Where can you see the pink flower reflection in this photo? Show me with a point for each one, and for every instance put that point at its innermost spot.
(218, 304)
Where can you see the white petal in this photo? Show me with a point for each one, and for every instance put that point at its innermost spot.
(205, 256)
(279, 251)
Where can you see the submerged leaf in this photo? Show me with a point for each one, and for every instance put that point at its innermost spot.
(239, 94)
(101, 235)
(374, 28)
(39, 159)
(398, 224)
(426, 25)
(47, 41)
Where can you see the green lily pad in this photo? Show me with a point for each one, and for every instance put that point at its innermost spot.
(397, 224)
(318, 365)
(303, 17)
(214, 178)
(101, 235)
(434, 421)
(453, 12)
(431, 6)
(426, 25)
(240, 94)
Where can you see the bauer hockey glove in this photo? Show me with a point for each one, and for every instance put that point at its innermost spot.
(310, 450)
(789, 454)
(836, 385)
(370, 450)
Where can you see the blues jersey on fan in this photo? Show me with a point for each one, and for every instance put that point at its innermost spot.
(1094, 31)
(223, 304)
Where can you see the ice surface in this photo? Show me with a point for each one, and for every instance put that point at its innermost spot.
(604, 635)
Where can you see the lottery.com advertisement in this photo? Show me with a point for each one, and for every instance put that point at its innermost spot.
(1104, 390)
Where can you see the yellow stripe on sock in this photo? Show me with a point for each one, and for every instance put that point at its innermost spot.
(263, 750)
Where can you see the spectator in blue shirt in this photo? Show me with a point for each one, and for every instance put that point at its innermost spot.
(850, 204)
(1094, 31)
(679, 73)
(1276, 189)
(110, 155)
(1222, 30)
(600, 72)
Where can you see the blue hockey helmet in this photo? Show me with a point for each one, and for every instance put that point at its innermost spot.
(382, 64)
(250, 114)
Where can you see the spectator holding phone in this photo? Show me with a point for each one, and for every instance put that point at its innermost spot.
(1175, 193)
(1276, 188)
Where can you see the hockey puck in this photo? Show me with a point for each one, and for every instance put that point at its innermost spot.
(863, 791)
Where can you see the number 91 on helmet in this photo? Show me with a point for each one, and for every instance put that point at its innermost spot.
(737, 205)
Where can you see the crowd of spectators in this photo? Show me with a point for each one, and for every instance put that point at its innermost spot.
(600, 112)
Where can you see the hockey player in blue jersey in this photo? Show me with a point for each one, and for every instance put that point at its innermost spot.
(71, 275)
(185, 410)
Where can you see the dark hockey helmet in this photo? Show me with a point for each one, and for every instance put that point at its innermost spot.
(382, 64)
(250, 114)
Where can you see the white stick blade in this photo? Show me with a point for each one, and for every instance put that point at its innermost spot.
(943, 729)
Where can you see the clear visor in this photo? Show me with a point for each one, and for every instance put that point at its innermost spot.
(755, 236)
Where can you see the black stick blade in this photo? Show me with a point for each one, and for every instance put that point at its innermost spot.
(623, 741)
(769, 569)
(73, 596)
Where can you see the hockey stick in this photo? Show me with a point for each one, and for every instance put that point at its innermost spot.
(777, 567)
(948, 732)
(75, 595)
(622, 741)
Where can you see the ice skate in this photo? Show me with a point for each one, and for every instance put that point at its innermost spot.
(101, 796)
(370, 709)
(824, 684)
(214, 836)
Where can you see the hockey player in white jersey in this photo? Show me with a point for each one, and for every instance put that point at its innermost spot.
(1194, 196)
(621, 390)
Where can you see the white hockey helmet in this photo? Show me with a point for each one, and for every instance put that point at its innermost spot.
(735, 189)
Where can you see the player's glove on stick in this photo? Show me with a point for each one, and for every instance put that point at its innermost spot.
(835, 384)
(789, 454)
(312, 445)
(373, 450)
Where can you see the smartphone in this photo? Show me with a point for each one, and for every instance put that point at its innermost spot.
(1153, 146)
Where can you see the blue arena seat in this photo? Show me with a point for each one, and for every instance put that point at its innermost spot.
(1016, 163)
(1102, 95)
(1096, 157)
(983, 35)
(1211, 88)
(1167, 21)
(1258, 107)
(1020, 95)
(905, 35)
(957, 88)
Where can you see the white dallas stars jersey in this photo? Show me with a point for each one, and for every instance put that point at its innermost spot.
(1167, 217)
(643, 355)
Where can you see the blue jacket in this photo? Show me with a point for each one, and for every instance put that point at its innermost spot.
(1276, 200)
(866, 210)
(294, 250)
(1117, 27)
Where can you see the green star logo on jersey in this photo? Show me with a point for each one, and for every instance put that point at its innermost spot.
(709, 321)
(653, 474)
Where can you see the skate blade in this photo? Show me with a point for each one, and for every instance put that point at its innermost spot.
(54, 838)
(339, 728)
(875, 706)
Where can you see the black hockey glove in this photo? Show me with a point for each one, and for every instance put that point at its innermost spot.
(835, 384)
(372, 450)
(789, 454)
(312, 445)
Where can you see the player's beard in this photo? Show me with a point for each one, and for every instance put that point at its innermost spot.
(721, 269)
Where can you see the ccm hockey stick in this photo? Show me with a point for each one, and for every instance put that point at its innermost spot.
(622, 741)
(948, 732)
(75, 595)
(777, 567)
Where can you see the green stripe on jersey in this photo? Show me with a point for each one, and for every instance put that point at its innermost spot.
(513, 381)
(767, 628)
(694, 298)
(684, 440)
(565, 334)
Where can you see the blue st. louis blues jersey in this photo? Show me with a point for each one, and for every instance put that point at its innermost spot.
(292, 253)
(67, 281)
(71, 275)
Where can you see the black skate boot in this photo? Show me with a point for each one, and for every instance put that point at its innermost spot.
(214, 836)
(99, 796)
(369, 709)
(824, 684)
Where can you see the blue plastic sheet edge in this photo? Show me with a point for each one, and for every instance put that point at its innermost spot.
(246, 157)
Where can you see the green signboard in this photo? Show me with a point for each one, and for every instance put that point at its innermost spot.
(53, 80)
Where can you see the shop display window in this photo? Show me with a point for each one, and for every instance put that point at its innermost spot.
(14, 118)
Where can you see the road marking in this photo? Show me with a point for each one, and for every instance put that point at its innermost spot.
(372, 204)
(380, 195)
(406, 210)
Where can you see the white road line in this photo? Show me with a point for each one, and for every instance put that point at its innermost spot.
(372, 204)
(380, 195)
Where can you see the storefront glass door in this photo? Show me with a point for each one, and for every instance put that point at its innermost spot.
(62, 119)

* _Exercise brief_
Starting at the line that contains "Where can you see the blue plastic", copy each line exactly through the end of the listing above. Include that first line and the last one, and add nothing.

* _Reply to the task_
Where can you see the blue plastic sheet edge in this photo? Show me with a point for each one, and for every instance put that point at its innermost spot.
(246, 157)
Where can you see the green signboard in this photo? Show me with a point for each one, and for every instance put that point at its innermost spot.
(53, 80)
Where can you see the shop display window in this photo? Show me with a point for each one, and for every instance put that point at its innermost spot.
(14, 118)
Where can you see the road marking in this photo? Show me with a point for each one, and for every instance put that point at its innermost spot.
(372, 204)
(380, 195)
(406, 210)
Where can you see the white road line in this photo? Show me with a point for each one, and for every instance put that point at its innermost spot.
(372, 204)
(380, 195)
Where can you see the storefront glass door in this photo? Show me with a point for each one, and for every instance put that point at its innermost spot.
(62, 119)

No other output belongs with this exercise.